— Begin DATASET RECORDS —
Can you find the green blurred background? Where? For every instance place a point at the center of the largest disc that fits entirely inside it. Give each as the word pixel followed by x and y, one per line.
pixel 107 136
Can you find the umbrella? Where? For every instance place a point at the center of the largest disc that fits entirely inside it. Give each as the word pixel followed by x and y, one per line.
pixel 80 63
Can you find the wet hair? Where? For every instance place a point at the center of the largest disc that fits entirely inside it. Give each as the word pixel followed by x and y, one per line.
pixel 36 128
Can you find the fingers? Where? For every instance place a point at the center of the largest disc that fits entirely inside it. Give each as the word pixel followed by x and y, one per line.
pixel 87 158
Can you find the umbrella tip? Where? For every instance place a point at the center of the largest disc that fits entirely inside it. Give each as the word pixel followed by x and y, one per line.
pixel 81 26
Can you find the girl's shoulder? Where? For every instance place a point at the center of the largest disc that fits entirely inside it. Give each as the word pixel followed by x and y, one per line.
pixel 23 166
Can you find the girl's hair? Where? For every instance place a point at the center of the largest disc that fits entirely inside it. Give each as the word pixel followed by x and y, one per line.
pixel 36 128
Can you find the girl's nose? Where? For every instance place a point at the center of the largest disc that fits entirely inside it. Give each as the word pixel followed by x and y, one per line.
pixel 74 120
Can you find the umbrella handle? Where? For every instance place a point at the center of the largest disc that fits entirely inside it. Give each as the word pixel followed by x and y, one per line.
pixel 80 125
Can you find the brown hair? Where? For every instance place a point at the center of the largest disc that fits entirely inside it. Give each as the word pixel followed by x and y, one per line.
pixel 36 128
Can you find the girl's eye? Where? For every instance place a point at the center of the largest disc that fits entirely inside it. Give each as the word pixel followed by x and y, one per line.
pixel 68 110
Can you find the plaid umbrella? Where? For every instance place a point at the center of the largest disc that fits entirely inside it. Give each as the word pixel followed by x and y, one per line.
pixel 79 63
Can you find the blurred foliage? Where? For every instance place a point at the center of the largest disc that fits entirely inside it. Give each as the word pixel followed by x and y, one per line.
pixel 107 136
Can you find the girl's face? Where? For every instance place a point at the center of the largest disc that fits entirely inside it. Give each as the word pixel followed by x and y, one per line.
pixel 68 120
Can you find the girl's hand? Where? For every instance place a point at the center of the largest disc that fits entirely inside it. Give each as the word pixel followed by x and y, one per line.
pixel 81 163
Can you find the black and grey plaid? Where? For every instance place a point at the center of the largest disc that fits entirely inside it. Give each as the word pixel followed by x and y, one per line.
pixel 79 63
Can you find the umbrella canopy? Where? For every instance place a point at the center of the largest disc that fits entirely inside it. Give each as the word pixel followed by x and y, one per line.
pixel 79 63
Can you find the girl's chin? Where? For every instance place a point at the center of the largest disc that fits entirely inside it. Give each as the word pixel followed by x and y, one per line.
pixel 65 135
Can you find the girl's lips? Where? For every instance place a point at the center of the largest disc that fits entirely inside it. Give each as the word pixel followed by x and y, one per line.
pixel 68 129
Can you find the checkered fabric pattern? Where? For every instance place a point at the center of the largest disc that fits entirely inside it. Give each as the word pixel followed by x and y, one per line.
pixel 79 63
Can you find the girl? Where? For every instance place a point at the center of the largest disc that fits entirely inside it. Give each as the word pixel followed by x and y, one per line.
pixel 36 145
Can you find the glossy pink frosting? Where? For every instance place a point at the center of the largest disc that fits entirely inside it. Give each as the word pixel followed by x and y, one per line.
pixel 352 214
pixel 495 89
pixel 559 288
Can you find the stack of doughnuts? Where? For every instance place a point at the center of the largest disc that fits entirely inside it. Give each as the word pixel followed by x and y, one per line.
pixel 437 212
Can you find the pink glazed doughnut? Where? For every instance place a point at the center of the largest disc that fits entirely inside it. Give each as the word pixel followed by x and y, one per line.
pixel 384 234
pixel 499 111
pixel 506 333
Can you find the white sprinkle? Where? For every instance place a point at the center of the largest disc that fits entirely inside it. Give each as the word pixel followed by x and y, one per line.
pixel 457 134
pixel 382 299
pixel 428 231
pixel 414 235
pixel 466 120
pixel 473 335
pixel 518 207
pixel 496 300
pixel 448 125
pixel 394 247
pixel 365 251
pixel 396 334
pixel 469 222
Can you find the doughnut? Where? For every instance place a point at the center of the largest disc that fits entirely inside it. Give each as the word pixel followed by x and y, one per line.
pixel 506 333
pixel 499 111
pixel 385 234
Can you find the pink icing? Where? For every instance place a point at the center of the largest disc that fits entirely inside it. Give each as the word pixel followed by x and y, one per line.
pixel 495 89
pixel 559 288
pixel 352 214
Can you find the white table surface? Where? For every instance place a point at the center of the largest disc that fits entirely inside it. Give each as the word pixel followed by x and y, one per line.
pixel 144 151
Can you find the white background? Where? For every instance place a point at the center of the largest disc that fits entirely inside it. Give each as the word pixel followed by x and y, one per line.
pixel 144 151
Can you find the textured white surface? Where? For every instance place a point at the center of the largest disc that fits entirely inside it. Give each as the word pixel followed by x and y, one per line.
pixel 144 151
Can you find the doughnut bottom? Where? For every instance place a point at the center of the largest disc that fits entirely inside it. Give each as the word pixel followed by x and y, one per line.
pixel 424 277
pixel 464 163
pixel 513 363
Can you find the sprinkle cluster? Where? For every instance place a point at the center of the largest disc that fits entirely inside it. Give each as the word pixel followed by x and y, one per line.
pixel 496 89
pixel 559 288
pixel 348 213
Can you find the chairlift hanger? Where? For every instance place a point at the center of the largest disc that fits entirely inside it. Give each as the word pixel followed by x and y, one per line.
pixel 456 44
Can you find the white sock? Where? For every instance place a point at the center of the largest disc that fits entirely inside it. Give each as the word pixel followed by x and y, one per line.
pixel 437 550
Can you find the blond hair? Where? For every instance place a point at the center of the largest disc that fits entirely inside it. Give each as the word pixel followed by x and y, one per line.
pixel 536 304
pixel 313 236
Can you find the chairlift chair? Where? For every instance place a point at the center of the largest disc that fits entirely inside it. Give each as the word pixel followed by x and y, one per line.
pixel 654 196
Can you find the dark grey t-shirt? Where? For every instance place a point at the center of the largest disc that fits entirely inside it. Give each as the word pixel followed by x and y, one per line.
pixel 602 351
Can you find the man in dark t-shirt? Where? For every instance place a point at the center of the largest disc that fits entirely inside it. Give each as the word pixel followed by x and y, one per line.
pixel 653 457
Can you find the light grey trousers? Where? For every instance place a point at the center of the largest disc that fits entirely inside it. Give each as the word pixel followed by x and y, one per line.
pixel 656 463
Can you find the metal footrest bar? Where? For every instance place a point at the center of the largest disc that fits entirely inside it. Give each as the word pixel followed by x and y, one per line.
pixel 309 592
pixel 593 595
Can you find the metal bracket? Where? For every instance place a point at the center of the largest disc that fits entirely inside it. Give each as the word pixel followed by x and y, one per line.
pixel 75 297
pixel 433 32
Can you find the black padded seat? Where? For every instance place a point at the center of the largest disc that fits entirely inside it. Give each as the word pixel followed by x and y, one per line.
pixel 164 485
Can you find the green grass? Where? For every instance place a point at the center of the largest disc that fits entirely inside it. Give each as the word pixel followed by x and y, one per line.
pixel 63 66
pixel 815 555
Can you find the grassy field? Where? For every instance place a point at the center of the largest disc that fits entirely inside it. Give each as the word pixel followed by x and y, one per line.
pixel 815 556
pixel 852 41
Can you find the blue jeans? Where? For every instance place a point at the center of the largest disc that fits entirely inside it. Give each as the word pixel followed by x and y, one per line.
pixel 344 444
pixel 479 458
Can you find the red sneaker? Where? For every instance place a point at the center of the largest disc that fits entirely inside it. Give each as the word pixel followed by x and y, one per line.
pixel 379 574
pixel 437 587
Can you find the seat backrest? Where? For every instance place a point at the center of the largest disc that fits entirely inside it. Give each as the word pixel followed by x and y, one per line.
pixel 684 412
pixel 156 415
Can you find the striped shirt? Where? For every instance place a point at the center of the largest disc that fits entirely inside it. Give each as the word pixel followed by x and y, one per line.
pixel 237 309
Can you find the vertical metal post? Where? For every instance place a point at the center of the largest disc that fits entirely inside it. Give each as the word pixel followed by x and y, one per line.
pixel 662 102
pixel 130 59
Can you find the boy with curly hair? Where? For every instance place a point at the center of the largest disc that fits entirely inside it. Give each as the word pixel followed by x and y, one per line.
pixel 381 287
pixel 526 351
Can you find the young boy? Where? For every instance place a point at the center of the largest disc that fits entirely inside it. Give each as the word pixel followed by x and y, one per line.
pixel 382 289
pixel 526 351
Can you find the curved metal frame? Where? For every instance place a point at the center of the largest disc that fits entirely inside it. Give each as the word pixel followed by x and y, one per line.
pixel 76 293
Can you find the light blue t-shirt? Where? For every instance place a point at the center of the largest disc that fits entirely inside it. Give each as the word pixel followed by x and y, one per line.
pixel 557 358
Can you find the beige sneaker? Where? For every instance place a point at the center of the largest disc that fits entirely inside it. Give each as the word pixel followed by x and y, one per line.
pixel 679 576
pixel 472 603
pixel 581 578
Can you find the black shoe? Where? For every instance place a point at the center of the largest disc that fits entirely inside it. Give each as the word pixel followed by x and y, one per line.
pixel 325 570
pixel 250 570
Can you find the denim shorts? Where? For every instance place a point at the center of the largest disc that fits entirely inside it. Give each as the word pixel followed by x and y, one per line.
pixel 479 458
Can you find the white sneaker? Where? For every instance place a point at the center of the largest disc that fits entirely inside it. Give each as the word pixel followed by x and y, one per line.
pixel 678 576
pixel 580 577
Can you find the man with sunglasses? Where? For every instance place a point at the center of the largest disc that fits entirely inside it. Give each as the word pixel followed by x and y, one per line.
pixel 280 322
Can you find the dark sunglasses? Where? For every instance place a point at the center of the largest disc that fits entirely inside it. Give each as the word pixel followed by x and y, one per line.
— End DATASET RECORDS —
THE REQUEST -> Could you give again exactly the lines from the line containing "Can you find the white sneaker?" through the final line of the data above, and no others?

SOLUTION TO THIS TASK ->
Can you find the white sneaker? Where? For every instance place a point at the center of the largest disc that fits entirely inside it. Give each as the word pixel followed by x and y, one per line.
pixel 678 576
pixel 580 577
Can you find the man with sunglasses? Where? For every instance place a point at the center of the largest disc that fits entirely inside it. Give each as the word pixel followed by x and y, one per line.
pixel 280 322
Can you find the dark sunglasses? Where? For every instance place a point at the center of the largest disc that fits entirely inside it. Give each as the word pixel followed by x and y, one per line.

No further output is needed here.